§ **Fragmento**
═══

Además, en noviembre de 1975, el Rey Juan Carlos I recibía una joya de legado que no era el de la abdicación postiza de La Zarzuela. Ni una Corona llena de piedras preciosas. Lo que se le entregaba a ese monarca reinstaurado, joven, bien formado –al menos con el cariño que se hacen estas cosas con los hijos-, es una España unida y en plena expansión, con las rencillas eliminadas en el interior, donde la mayor parte del exilio había vuelto muchos años antes, y donde sólo quedaban los reductos del odio alimentados en Radio España Independiente, desde Bucarest, y en los despachos de Moscú donde se pudrían de ganas de volver seres que jamás, jamás, se sintieron españoles. Y, por si fuera poco, estaban de sangre, en retaguardia y sin juicios, hasta los ojos.
También se le entregaba en aquel acto, tras el entierro en el Valle de los Caídos, una nación puntera que se había convertido en la novena potencia industrial del mundo. El esparto y la alpargata, aquel solar desabrido de ocres rabiosos en el cromado de la tierra, había dado paso al milagro del agua, con una Extremadura que cultivaba arroz y unas presas hidráulicas que producían luz a chorros y regaban por todas partes. Yo mismo fui testigo de ello mediante la publicación de reportajes interminables que agotaban fuerzas y abrían miradas desconfiadas o huidizas. Al mismo tiempo, la población española trabajaba porque se le había enseñado a ello, señor. El problema actual es que todo, como dice el actual Papa, es un puro “ni ni”, ni estudia, ni trabaja, ni sabe servir ni siquiera hay ganas de ello. Es más fácil colarse en una lista para ser concejal que comenzar un aprendizaje profesional para mover máquinas prodigiosas o extender vías de ferrocarril o carreteras.

═══

§ **Registros de identificación de posiciones**
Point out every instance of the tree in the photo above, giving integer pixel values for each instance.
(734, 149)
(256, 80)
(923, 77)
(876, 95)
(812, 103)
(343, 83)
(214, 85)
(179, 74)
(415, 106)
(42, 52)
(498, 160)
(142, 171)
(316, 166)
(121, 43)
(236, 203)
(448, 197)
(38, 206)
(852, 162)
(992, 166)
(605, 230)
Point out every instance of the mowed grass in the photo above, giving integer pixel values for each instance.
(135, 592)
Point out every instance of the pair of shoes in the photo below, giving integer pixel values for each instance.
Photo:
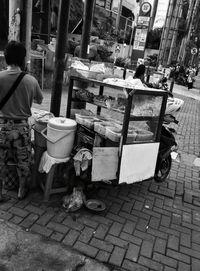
(4, 198)
(22, 193)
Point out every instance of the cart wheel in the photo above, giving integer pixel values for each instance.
(163, 169)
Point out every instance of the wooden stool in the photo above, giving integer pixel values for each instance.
(47, 186)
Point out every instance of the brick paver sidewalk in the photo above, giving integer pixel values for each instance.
(146, 226)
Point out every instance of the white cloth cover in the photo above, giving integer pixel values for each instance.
(81, 160)
(48, 161)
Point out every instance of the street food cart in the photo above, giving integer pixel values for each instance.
(120, 124)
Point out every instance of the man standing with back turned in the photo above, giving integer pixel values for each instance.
(15, 140)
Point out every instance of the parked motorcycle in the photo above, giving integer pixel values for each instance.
(168, 150)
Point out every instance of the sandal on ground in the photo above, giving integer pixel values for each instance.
(22, 193)
(4, 198)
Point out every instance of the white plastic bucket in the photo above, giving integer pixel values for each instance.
(39, 139)
(60, 137)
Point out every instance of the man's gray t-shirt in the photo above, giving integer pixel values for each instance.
(19, 104)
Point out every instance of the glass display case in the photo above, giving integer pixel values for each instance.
(121, 125)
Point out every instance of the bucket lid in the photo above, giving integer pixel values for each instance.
(62, 123)
(43, 118)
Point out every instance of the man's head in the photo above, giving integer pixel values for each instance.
(140, 71)
(15, 53)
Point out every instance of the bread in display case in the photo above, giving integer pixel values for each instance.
(121, 116)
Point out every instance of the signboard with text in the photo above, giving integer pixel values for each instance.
(141, 31)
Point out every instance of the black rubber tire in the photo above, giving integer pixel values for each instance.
(163, 169)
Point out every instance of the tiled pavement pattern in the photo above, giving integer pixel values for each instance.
(146, 226)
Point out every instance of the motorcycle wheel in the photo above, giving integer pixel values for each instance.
(163, 169)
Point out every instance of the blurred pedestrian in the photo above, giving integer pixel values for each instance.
(15, 140)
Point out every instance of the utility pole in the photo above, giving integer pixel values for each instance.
(155, 6)
(15, 8)
(61, 44)
(176, 16)
(182, 52)
(118, 15)
(87, 23)
(165, 34)
(26, 30)
(45, 24)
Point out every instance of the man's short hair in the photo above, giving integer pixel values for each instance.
(15, 53)
(140, 70)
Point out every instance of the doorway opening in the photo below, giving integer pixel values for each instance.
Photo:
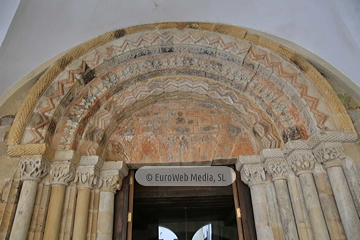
(183, 213)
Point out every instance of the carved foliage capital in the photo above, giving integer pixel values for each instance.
(252, 174)
(110, 181)
(62, 173)
(302, 161)
(87, 176)
(33, 167)
(330, 153)
(277, 168)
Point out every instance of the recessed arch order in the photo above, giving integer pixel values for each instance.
(276, 92)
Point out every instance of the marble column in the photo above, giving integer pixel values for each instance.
(331, 155)
(302, 163)
(254, 176)
(110, 180)
(61, 173)
(278, 169)
(32, 169)
(86, 176)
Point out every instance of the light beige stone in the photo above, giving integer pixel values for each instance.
(24, 210)
(53, 221)
(81, 214)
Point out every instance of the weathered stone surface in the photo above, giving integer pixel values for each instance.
(174, 131)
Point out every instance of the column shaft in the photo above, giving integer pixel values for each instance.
(24, 210)
(344, 202)
(273, 208)
(328, 204)
(53, 221)
(286, 211)
(106, 216)
(260, 207)
(81, 214)
(312, 203)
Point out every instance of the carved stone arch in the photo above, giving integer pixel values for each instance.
(305, 88)
(124, 103)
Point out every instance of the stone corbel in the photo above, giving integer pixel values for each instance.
(277, 168)
(275, 163)
(88, 171)
(253, 174)
(111, 176)
(63, 168)
(301, 161)
(330, 154)
(33, 167)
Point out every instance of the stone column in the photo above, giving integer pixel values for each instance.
(32, 169)
(254, 176)
(302, 163)
(86, 176)
(61, 173)
(331, 155)
(278, 169)
(110, 180)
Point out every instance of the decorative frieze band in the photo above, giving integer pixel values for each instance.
(111, 176)
(33, 167)
(330, 154)
(88, 171)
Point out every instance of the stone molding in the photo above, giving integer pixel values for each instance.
(33, 167)
(61, 173)
(315, 78)
(111, 176)
(277, 168)
(88, 172)
(330, 154)
(301, 161)
(253, 174)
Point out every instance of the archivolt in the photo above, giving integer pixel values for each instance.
(101, 124)
(283, 81)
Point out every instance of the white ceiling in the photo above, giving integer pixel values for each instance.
(7, 12)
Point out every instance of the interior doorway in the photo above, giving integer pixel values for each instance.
(183, 213)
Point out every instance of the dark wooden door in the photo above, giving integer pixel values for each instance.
(150, 201)
(246, 213)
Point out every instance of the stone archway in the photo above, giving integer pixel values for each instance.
(285, 107)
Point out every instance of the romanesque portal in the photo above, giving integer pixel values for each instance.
(182, 94)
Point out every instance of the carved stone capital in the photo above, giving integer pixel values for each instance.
(252, 174)
(111, 176)
(247, 159)
(33, 167)
(277, 168)
(330, 154)
(301, 161)
(110, 181)
(88, 171)
(61, 173)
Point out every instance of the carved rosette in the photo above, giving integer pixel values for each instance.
(61, 173)
(252, 174)
(330, 154)
(301, 161)
(33, 167)
(110, 181)
(277, 168)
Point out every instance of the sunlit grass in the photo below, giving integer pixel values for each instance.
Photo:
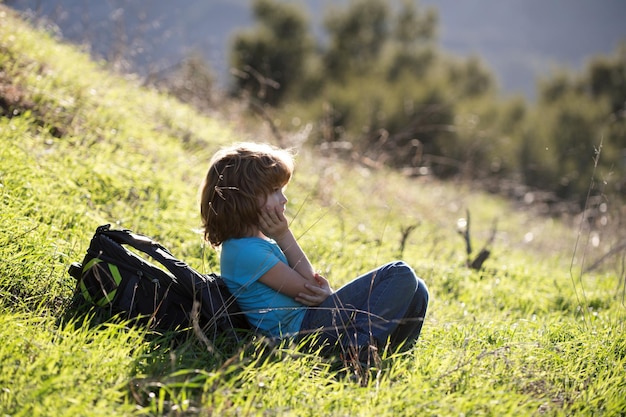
(526, 335)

═══

§ **Tareas por hacer**
1. Repite el fragmento sobre la España de 1975 empezando por "Además, en noviembre" y siguiendo hasta "hasta los ojos.", sin cambiar nada.
2. Traduce al inglés esta oración del fragmento: "También se le entregaba en aquel acto, tras el entierro en el Valle de los Caídos, una nación puntera que se había convertido en la novena potencia industrial del mundo."

§ **Respuestas del ejercicio**
1.
Además, en noviembre de 1975, el Rey Juan Carlos I recibía una joya de legado que no era el de la abdicación postiza de La Zarzuela. Ni una Corona llena de piedras preciosas. Lo que se le entregaba a ese monarca reinstaurado, joven, bien formado –al menos con el cariño que se hacen estas cosas con los hijos-, es una España unida y en plena expansión, con las rencillas eliminadas en el interior, donde la mayor parte del exilio había vuelto muchos años antes, y donde sólo quedaban los reductos del odio alimentados en Radio España Independiente, desde Bucarest, y en los despachos de Moscú donde se pudrían de ganas de volver seres que jamás, jamás, se sintieron españoles. Y, por si fuera poco, estaban de sangre, en retaguardia y sin juicios, hasta los ojos.

2. Also handed over to him at that ceremony, after the burial in the Valley of the Fallen, was a leading nation that had become the ninth-largest industrial power in the world.